(Stored dataset items)
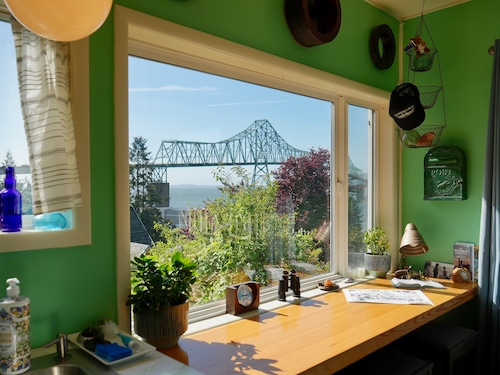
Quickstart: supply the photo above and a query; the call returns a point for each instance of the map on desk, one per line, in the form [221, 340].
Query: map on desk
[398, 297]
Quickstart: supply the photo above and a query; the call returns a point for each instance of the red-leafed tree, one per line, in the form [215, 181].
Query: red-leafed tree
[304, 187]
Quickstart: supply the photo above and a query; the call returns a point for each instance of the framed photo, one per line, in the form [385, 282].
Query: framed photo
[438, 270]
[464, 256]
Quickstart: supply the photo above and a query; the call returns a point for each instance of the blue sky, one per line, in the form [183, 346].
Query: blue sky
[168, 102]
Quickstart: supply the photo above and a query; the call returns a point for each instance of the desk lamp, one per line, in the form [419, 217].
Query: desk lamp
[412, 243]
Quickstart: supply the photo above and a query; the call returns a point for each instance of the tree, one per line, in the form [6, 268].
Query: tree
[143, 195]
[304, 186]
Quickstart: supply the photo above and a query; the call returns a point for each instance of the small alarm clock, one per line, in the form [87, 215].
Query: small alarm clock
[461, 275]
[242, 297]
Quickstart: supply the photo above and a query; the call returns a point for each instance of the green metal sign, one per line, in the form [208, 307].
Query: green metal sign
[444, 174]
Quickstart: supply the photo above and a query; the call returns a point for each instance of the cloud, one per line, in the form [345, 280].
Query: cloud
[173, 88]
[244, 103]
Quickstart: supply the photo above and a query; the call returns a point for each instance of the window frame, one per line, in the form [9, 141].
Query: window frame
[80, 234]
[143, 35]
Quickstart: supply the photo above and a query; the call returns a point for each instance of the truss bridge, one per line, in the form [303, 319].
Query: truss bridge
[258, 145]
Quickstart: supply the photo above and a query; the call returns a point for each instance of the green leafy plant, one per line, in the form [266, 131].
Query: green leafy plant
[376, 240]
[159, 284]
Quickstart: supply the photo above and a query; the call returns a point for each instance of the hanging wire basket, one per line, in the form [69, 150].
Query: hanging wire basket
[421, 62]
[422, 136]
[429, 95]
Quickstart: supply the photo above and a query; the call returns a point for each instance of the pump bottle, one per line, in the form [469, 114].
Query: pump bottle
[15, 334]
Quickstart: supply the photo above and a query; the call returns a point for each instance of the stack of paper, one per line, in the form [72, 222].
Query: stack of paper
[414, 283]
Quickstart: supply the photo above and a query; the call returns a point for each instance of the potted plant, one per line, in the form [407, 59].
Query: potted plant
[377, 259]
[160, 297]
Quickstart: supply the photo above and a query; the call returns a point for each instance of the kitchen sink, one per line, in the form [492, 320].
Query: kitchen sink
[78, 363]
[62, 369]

--

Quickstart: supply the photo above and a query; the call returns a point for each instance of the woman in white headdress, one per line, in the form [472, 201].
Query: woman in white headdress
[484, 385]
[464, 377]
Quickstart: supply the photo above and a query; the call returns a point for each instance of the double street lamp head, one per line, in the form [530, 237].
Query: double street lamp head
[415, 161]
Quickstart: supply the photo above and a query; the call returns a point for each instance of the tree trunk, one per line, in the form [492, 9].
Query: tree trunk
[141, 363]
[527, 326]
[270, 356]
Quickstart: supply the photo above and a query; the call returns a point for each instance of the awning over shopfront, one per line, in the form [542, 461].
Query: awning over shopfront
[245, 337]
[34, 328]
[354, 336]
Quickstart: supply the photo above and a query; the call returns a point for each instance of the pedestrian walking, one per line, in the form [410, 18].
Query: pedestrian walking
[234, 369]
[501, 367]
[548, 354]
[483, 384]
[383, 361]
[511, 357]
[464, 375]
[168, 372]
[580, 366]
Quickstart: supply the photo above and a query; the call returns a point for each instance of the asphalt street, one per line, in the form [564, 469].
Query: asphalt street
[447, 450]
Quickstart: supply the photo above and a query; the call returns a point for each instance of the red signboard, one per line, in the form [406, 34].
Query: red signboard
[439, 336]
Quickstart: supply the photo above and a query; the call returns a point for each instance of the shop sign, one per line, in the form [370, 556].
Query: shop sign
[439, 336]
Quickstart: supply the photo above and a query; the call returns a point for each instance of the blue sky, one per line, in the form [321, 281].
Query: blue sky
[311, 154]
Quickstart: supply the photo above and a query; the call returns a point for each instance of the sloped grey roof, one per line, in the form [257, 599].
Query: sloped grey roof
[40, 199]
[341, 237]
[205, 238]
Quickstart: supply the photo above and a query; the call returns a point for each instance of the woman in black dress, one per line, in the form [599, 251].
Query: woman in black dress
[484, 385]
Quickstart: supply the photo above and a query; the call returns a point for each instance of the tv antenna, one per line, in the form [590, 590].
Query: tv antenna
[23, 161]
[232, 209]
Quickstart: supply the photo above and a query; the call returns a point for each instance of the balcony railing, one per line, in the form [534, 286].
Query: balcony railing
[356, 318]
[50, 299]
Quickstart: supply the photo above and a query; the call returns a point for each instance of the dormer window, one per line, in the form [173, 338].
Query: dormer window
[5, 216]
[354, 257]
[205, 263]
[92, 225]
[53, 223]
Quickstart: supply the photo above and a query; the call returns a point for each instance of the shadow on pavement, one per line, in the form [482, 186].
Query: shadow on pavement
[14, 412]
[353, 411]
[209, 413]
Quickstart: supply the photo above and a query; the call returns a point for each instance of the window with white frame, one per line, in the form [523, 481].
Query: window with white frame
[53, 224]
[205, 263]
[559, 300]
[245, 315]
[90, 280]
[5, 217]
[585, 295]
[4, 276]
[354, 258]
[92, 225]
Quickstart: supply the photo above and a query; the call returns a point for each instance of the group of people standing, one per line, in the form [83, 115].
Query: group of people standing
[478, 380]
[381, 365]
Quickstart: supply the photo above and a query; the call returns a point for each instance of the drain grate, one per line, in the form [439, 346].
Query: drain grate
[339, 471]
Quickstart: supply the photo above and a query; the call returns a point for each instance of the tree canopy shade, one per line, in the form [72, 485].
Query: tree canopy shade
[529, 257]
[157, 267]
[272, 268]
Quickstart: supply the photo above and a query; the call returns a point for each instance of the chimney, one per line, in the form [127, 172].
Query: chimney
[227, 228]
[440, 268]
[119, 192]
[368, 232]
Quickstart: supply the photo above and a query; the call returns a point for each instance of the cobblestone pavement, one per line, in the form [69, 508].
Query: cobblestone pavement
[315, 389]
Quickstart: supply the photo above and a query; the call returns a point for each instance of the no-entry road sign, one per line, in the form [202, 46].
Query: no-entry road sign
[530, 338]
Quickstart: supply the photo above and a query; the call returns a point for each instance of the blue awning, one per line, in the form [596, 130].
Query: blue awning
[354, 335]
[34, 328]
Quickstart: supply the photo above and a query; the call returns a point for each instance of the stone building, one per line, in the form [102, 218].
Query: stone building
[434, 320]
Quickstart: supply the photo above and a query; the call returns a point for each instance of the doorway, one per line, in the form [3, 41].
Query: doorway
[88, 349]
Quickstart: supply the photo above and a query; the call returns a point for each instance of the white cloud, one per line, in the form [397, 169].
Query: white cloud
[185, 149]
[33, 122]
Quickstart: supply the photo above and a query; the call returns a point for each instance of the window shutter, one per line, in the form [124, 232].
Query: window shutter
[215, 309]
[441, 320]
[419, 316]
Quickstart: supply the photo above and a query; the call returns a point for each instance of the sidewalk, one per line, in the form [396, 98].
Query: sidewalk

- Task goal: Your task is to restate, word for word, only those lines above that fall between the line holding "form [221, 340]." and the line holding "form [6, 268].", inclusive.

- Task output:
Quickstart: supply the photo above and a query; the call returns a point for each instance of the map on desk, one per line, in the form [221, 340].
Query: map on desk
[398, 297]
Quickstart: supply the photo above and a query; the call returns a point for each instance of the red-leafed tree, one per line, in the form [215, 181].
Query: red-leafed tree
[304, 187]
Quickstart: supply the photo above and a query; the call returns a point for each instance of the framed photo, one per line, in the form [385, 282].
Query: framed photo
[438, 270]
[464, 256]
Quickstart: supply the photo above and a query; the call returns a point for each instance of the blue sky, one per line, in the form [183, 346].
Query: blue sky
[168, 102]
Quickstart: supply the photo above and a query; the call returns a point for each instance of the desk lamp, one per line, in the form [419, 217].
Query: desk lamp
[412, 243]
Quickstart: supply the photo above and a query; the call returns a point for each instance of the tree, one per line, in the form [6, 268].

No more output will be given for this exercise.